Text shown
>>
Bonk

2 minute read Published:

A few years ago, after we had first created the fictional world of XPT, my brother (who’s a lot more familiar with the art world than I was then or now) alerted me to Finnish artist Alvar Gullichsen’s Bonk Business Inc.
> …a multiglobal industrial enterprise at the forefront of 3rd millennium technologies. The company is the world leader in fully Defunctioned Machinery, Cosmic Therapy applications, Advanced Disinformation Systems (ADS), Repacked consumer products and LBH (Localized Black Hole) technology.

All this began when an anchovy fisherman’s family more than 150 years ago discovered an ancient recipe for Garum, a “mildly stimulating condiment made from the anchovy” and anchovy oil, which “greased the wheels of Nordic industry for many decades until overfishing by interlopers in the Baltic caused the Great Oil Crisis of 1883″ (all this and more from the hilariously deadpan Bonk History page). Bonk’s re-definition of R&D as Repacking and Disinformation seems like a good definition of what we’ve been doing at XPT in the last few years too. (Personally, I’ve always wanted to repackage an airline, turning air travel into something much more transformative – like Kahuna Airlines in Pynchon’s Vineland – and for a while Tim and I worked intermittently on an idea called LA Jet (La Jetée without the ‘e’s…) along those lines. Perhaps it’s time to start working on the livery again.)

The machines, photographs, products, artifacts, graphics and written history that made up the world of Bonk were exhibited widely in the mid to late 90s and the company even featured in the first issue of Fast Company in a 1995 article entitled The Finnish Company that’s Never Done. Also worth checking out are Bonk team member Magnus Scharmanoff’s images of the various Bonk machines.

I was reminded of all of this when I discovered (by looking up the exact meaning of the cycling term Bonk on Wikipedia!) that Bonk’s web presence hadn’t stagnated as a bunch of first-generation websites and that there’s now a shiny modern website for the Bonk Museum in Uusikaupunki.
<<
Supplied information
>>
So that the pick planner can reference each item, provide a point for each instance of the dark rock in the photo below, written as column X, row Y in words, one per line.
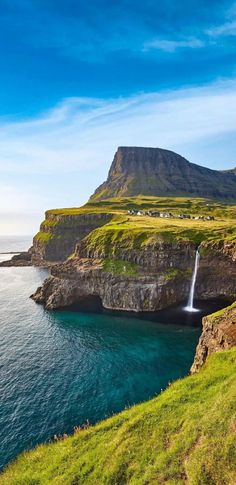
column 21, row 259
column 158, row 172
column 219, row 333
<<
Exercise
List every field in which the text about Bonk calls the company the world leader. The material comes from a different source than the text about Bonk.

Your solution
- Fully Defunctioned Machinery
- Cosmic Therapy applications
- Advanced Disinformation Systems (ADS)
- Repacked consumer products
- LBH (Localized Black Hole) technology